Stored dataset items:
------------------------------------------------
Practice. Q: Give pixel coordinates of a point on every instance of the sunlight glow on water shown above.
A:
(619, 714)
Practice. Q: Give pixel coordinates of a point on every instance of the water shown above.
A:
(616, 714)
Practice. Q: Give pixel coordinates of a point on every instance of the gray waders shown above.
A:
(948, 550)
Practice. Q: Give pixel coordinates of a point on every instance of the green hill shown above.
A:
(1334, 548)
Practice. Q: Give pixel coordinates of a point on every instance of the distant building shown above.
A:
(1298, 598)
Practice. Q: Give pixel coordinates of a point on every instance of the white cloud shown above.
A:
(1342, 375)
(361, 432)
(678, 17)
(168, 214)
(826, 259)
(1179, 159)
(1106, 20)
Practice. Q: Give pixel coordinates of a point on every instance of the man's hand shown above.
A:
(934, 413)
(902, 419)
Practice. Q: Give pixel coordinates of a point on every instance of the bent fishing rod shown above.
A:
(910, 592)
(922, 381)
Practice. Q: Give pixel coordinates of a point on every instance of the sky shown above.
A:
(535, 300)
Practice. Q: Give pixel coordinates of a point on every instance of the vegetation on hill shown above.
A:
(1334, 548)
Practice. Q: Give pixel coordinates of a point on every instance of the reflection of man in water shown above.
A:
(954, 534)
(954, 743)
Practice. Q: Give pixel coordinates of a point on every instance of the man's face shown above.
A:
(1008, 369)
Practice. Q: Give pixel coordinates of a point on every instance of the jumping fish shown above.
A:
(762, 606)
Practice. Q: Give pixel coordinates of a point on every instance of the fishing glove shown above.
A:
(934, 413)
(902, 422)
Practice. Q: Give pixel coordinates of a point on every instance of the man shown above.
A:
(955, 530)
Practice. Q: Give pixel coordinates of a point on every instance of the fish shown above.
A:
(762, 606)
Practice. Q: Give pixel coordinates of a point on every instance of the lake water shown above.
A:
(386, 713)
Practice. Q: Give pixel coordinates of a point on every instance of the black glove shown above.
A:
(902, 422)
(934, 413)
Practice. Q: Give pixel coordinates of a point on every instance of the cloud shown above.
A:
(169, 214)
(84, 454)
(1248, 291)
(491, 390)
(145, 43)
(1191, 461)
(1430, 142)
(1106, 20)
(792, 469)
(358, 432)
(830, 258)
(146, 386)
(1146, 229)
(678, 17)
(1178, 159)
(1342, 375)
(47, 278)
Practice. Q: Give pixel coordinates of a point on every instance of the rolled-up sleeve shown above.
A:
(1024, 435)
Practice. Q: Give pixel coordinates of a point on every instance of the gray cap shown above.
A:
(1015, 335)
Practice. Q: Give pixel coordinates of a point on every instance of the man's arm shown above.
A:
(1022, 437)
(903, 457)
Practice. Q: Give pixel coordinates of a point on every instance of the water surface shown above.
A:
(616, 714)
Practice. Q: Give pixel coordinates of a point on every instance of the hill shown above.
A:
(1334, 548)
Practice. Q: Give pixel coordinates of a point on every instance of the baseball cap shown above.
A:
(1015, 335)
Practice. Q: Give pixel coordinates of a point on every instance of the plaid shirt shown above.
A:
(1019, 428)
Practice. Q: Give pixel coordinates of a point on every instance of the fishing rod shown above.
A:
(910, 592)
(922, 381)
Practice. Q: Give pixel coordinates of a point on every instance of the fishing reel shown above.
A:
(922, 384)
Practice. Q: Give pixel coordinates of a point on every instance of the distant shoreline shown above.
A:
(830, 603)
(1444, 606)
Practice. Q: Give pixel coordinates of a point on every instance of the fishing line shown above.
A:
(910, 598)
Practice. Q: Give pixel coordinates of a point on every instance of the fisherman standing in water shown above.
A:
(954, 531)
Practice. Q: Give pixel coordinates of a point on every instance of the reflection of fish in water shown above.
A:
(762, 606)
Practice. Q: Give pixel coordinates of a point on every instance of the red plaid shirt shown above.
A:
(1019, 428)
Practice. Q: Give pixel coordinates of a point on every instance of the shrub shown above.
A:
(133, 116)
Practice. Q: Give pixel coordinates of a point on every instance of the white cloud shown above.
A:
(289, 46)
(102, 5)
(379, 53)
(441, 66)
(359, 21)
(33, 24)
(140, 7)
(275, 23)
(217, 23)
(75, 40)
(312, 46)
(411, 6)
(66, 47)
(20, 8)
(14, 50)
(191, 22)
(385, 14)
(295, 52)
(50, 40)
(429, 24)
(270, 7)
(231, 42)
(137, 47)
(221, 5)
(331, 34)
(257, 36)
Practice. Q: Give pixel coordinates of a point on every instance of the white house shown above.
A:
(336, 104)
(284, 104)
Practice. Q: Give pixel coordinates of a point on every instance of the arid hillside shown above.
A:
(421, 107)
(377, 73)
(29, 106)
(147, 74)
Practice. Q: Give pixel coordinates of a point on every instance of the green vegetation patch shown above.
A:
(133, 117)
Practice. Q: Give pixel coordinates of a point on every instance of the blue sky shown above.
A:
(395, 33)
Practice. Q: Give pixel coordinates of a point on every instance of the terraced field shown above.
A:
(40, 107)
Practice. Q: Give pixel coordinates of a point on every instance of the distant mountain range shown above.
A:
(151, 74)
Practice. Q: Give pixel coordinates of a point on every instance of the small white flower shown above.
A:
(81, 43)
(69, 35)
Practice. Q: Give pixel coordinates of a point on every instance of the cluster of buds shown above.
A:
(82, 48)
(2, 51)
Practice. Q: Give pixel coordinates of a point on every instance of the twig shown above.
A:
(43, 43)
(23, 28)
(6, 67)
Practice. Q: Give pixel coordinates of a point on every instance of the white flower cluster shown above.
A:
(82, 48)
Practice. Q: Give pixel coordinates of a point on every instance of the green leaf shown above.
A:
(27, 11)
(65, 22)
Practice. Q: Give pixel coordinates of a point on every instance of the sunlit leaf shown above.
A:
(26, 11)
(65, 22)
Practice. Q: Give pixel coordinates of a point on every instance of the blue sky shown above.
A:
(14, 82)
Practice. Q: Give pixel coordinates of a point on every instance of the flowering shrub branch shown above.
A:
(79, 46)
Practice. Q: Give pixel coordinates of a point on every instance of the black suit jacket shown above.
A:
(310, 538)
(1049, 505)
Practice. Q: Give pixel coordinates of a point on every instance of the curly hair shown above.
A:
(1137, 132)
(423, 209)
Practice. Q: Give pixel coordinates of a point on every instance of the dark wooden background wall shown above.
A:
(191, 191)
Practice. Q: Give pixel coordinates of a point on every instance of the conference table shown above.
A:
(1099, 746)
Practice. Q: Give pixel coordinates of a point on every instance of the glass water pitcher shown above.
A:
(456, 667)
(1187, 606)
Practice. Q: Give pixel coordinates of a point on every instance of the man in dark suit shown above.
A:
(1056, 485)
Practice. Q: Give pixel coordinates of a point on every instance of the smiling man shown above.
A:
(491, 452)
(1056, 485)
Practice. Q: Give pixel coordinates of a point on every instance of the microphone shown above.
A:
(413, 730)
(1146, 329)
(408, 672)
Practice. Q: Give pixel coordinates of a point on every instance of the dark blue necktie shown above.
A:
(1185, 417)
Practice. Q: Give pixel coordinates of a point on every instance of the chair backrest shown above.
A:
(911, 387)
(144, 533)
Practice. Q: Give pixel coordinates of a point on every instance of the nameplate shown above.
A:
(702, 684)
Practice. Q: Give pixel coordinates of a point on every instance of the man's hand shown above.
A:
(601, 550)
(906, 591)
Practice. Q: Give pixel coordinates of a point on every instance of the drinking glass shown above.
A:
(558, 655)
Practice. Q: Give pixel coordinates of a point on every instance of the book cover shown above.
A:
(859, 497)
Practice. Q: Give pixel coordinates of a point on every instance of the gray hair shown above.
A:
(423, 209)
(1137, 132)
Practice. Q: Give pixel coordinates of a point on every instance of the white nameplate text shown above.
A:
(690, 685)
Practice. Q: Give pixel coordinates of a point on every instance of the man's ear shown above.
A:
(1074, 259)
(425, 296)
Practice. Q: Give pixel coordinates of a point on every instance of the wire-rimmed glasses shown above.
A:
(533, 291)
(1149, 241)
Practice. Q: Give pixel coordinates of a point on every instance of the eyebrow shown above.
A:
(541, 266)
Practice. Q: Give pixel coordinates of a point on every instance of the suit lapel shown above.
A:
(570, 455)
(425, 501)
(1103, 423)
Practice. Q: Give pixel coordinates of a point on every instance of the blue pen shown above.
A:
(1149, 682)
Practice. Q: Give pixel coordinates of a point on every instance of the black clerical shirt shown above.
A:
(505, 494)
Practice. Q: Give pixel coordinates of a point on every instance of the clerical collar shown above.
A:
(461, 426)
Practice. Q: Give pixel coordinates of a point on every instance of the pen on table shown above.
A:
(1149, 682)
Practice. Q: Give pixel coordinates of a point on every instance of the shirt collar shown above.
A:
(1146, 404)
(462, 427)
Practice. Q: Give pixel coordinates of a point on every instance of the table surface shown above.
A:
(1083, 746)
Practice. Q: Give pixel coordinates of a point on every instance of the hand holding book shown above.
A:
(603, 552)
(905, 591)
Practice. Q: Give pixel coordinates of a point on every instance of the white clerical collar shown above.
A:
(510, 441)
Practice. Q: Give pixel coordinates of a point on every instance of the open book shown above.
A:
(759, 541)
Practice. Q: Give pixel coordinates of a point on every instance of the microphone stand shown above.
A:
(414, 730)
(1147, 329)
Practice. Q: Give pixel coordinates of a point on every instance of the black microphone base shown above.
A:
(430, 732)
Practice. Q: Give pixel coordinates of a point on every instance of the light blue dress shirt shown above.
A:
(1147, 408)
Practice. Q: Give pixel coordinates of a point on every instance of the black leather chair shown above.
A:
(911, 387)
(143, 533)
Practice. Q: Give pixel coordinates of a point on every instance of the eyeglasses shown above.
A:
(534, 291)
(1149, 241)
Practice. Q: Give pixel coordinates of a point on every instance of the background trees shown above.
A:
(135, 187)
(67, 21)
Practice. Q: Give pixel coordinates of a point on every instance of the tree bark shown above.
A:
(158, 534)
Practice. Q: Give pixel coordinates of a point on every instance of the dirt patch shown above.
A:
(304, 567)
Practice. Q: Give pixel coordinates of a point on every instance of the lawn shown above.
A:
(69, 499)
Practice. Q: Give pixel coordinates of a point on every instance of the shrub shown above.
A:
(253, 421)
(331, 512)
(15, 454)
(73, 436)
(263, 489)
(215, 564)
------------------------------------------------
Exercise brief: Can you quote, word for word, the lines of the data from the line containing "the cloud shown above." up to and including the line containing "(1024, 435)"?

Result of the exercise:
Practice. Q: Give pixel coordinates of a point on every instance of the cloud shown above.
A:
(169, 214)
(84, 454)
(1248, 291)
(491, 390)
(145, 43)
(1191, 461)
(1430, 142)
(1106, 20)
(792, 469)
(358, 432)
(830, 258)
(146, 386)
(1146, 229)
(678, 17)
(1178, 159)
(1342, 375)
(47, 278)
Practice. Q: Give pixel coordinates of a point on every instance of the rolled-up sleeve shown above.
A:
(1024, 435)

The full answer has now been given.